**Your assignment:** Restate word for word the lines in the listing below, starting at the line containing "Target: window reflection" and ending at the line containing "point_to(query) returns, for every instance of the shirt collar", both included; leave out the rest.

**Information supplied:**
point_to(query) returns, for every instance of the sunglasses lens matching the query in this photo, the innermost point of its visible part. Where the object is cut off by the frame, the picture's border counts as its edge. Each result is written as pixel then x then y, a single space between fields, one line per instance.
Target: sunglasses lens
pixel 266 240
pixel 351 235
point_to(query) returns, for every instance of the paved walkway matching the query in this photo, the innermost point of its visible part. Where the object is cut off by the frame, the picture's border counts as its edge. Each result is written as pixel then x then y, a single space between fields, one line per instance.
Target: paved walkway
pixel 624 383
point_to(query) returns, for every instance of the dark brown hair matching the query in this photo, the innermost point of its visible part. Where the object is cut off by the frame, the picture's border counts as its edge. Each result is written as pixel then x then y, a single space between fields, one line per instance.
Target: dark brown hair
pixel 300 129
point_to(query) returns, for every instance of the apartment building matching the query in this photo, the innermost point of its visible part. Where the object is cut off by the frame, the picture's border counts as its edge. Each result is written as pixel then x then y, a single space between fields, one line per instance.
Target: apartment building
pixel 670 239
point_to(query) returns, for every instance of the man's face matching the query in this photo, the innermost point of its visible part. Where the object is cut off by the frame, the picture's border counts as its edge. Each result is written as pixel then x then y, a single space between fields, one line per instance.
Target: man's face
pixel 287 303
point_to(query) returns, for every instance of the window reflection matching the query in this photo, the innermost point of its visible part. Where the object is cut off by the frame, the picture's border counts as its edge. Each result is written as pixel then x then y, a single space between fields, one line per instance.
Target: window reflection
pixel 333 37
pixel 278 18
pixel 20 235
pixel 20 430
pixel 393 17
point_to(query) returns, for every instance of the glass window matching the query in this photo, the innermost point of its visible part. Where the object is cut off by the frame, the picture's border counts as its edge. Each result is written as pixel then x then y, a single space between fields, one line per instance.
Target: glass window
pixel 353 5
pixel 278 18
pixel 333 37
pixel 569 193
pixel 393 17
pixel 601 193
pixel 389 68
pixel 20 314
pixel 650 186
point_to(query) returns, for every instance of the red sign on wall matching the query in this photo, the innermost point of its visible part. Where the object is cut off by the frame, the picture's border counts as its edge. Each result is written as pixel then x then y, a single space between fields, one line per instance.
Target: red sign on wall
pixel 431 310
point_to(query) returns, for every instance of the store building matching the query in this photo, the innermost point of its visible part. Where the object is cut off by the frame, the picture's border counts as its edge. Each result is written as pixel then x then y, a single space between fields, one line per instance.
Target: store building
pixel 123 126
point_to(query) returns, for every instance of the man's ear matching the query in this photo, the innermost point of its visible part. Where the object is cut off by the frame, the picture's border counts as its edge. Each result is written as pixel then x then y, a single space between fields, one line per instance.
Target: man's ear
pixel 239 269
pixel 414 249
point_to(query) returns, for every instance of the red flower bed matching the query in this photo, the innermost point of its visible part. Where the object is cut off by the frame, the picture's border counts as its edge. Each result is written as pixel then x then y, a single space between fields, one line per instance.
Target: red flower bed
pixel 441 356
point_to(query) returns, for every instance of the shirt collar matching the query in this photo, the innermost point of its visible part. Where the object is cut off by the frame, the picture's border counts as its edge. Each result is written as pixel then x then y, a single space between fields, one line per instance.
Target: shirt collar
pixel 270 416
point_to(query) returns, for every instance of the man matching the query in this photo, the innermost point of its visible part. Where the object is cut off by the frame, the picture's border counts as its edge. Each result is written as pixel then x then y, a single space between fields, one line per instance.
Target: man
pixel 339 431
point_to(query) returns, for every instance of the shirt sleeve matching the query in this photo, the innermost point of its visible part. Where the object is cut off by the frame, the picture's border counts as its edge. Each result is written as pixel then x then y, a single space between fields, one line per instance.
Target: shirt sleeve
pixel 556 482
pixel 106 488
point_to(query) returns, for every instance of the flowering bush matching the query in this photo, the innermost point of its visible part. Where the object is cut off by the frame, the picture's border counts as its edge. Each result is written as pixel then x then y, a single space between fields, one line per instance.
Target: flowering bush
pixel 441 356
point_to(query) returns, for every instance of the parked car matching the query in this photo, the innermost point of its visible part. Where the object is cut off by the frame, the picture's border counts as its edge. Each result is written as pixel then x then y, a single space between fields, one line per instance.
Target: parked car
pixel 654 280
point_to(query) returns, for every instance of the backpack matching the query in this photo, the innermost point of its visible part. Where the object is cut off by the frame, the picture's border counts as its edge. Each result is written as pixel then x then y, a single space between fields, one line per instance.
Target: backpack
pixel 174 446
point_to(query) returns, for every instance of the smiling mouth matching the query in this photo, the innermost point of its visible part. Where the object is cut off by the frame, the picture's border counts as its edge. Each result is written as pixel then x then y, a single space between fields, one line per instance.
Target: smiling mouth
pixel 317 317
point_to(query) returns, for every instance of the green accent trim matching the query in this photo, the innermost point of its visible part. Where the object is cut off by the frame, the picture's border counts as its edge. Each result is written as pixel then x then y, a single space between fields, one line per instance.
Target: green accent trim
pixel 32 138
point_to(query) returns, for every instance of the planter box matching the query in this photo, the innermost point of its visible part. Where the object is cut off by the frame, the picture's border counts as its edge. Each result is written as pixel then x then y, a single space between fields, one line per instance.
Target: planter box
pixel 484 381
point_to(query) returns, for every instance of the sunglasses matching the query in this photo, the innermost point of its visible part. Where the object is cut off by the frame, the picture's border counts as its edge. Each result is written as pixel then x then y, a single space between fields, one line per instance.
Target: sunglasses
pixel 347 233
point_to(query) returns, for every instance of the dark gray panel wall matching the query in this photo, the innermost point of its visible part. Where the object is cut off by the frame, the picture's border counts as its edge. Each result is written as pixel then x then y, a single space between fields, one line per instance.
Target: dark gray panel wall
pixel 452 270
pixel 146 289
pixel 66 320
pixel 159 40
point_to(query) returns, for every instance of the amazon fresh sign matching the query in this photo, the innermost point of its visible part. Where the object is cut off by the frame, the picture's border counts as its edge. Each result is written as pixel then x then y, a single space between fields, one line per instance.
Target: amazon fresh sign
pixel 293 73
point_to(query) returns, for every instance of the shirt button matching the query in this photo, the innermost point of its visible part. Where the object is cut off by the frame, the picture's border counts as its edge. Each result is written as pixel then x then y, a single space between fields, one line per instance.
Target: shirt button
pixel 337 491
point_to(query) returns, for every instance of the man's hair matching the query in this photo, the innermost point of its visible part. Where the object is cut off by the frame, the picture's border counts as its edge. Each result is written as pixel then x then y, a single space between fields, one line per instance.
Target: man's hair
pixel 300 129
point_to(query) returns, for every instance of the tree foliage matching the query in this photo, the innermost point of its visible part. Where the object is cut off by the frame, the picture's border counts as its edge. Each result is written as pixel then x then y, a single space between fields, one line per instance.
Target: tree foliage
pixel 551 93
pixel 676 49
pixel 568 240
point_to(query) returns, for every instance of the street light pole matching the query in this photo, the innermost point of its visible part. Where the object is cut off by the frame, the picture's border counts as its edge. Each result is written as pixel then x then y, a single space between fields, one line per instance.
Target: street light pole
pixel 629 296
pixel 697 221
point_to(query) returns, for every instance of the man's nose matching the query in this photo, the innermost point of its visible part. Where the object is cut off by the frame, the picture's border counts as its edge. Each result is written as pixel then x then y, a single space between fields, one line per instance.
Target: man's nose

**Written response:**
Target: window reflection
pixel 333 37
pixel 278 18
pixel 20 235
pixel 20 430
pixel 393 17
point_to(query) returns, for every instance of the glass window matching the query in this photo, the innermost point of its visible part. Where the object is cut off by the frame, the picture's border counts as its edge. Each result is written as pixel then x then y, a single space between fields, one line per instance.
Target: glass window
pixel 353 5
pixel 278 18
pixel 333 37
pixel 569 193
pixel 393 17
pixel 601 193
pixel 389 68
pixel 20 314
pixel 650 186
point_to(query) returns, for every instance of the red sign on wall matching the query in this photo, the innermost point of its visible part. Where the object is cut off by the frame, the picture's border counts as its edge. Each result is written as pixel then x then y, a single space between fields, one line per instance.
Target: red sign on wall
pixel 431 310
point_to(query) returns, for every instance of the store building matching the query in this photo, the innermost point of its visible part. Where the object is cut off by the frame, the picture's border counts as its edge. Each result is written as pixel then x then y, a single space between fields, one line per instance.
Target: store building
pixel 123 126
point_to(query) returns, for every instance of the man's ear matching the query in this photo, the innermost point of its visible part. Where the object is cut off by the frame, the picture's border counts as its edge. Each result is written as pixel then x then y, a single space between fields, one line per instance.
Target: man's ear
pixel 239 269
pixel 414 249
point_to(query) returns, for every instance of the red flower bed matching the query in this photo, the innermost point of its visible part. Where the object is cut off by the frame, the picture's border counts as its edge. Each result is written as pixel then x then y, a single space between fields, one line per instance.
Target: red flower bed
pixel 441 356
point_to(query) returns, for every instance of the shirt collar matching the query in this photo, the innermost point of its visible part. Where the object is cut off by the frame, the picture's border counts as its edge. Each result is written as pixel then x then y, a single space between fields, one line per instance.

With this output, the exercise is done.